--- begin DATA RECORDS ---

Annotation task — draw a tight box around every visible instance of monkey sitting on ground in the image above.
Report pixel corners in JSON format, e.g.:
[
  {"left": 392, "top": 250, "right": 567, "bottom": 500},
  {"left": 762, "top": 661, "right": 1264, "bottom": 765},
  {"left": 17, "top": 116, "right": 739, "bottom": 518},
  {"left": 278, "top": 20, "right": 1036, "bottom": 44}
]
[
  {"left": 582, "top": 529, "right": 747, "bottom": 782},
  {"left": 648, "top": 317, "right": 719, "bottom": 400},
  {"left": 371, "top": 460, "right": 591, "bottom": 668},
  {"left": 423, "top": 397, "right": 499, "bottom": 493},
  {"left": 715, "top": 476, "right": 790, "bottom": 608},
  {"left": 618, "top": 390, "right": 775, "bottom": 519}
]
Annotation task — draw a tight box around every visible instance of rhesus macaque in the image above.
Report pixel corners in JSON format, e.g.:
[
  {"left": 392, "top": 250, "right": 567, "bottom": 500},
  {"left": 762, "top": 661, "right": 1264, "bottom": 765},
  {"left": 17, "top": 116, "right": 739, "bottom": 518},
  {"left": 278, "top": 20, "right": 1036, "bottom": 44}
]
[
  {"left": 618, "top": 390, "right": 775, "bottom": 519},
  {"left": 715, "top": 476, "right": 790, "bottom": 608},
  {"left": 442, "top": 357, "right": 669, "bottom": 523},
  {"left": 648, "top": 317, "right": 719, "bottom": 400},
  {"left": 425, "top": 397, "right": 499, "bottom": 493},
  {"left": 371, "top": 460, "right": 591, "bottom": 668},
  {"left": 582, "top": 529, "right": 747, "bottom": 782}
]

--- end DATA RECORDS ---

▸ PROBLEM REQUIREMENTS
Rewrite every line of the material from the line containing "macaque in the image above." through the end of the material. Shift each coordinate in the answers up by 25, and leave the format sample unchanged.

▸ FINISHED TASK
Annotation task — draw a tight box around every visible instance of rhesus macaque in the image above.
Report pixel corners in JSON format, e.g.:
[
  {"left": 392, "top": 250, "right": 567, "bottom": 500},
  {"left": 762, "top": 661, "right": 1264, "bottom": 765},
  {"left": 17, "top": 116, "right": 739, "bottom": 518},
  {"left": 278, "top": 20, "right": 1036, "bottom": 44}
]
[
  {"left": 643, "top": 415, "right": 800, "bottom": 544},
  {"left": 740, "top": 501, "right": 815, "bottom": 633},
  {"left": 467, "top": 382, "right": 694, "bottom": 548},
  {"left": 673, "top": 342, "right": 744, "bottom": 425},
  {"left": 450, "top": 422, "right": 524, "bottom": 518},
  {"left": 396, "top": 485, "right": 616, "bottom": 693},
  {"left": 607, "top": 554, "right": 772, "bottom": 807}
]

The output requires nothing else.